(Stored entries)
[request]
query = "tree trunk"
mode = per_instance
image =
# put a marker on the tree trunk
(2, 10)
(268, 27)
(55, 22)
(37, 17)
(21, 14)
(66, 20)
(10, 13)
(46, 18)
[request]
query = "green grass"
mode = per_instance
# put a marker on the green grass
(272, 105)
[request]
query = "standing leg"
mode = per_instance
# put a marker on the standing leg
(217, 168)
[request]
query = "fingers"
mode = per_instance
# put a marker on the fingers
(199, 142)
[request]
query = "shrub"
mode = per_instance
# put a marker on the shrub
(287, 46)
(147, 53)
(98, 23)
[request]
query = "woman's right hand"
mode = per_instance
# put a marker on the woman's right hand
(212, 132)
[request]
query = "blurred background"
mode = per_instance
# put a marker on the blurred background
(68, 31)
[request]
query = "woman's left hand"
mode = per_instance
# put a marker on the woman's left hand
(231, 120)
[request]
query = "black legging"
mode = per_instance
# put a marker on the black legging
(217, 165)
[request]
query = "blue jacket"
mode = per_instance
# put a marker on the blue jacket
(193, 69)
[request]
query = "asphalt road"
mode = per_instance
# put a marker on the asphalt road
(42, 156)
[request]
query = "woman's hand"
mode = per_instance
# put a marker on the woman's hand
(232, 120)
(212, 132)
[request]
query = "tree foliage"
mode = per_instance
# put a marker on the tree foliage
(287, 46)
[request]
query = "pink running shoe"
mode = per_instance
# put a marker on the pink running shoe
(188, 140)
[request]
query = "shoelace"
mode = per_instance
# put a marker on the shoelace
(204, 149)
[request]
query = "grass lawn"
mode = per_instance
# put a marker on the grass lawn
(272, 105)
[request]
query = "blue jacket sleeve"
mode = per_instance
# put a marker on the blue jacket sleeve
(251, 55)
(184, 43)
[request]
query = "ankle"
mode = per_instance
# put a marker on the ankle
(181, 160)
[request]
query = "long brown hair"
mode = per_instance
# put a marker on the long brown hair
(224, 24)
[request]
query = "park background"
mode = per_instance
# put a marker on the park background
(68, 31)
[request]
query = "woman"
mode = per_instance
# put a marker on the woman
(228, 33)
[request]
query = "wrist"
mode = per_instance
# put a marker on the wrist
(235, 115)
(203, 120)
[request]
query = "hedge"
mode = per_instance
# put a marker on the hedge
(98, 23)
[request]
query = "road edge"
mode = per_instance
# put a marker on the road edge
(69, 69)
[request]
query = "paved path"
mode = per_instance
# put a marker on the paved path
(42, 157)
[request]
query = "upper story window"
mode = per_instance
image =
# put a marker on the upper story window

### Set task:
Working from the material above, retype it in its entirety without change.

### Result for this task:
[request]
query = "tree trunk"
mode = per_instance
image =
# put a marker on the tree trunk
(2, 10)
(268, 27)
(55, 22)
(37, 17)
(21, 14)
(66, 20)
(10, 13)
(46, 18)
[request]
query = "green grass"
mode = per_instance
# put a marker on the green grass
(272, 105)
[request]
query = "standing leg"
mode = per_instance
# put a marker on the standing leg
(217, 168)
[request]
query = "fingers"
mode = per_instance
# put a marker on the fingers
(199, 142)
[request]
query = "shrub"
mode = per_instance
# put a marker on the shrub
(287, 46)
(147, 53)
(98, 23)
[request]
query = "woman's right hand"
mode = per_instance
# put a marker on the woman's right hand
(212, 132)
[request]
query = "blurred background"
mode = per_instance
# put a marker on the blurred background
(68, 31)
[request]
query = "woman's left hand"
mode = per_instance
# put a marker on the woman's left hand
(231, 120)
[request]
query = "black legging"
mode = per_instance
# put a marker on the black legging
(217, 165)
[request]
query = "blue jacket"
mode = per_instance
# put a marker on the blue jacket
(193, 69)
[request]
query = "asphalt road"
mode = per_instance
# put a marker on the asphalt road
(42, 156)
[request]
query = "woman's hand"
mode = per_instance
# put a marker on the woman's hand
(232, 120)
(212, 132)
[request]
query = "tree foliage"
mode = per_instance
# put a marker on the tree foliage
(287, 46)
[request]
query = "pink running shoe"
mode = per_instance
# put a marker on the pink running shoe
(188, 140)
[request]
query = "shoelace"
mode = per_instance
# put a marker on the shoelace
(204, 149)
[request]
query = "grass lawn"
mode = per_instance
# put a marker on the grass lawn
(272, 105)
[request]
query = "blue jacket sleeve"
mode = per_instance
# put a marker on the blue jacket sleeve
(251, 55)
(184, 43)
[request]
query = "ankle"
mode = per_instance
# put a marker on the ankle
(181, 160)
[request]
query = "long brown hair"
mode = per_instance
# put a marker on the long brown hair
(224, 24)
[request]
query = "park background"
mode = per_instance
# put a marker on the park background
(68, 31)
[request]
query = "woman"
mode = per_instance
# put a marker on the woman
(228, 33)
[request]
query = "wrist"
mode = per_instance
# put a marker on the wrist
(235, 115)
(203, 120)
[request]
query = "hedge"
mode = per_instance
# put a marker on the hedge
(98, 23)
[request]
query = "road edge"
mode = per_instance
# put a marker on the road edge
(69, 69)
[request]
query = "paved path"
mode = per_instance
# put a marker on the paved path
(42, 157)
[request]
query = "upper story window"
mode = per_instance
image =
# put a marker on the upper story window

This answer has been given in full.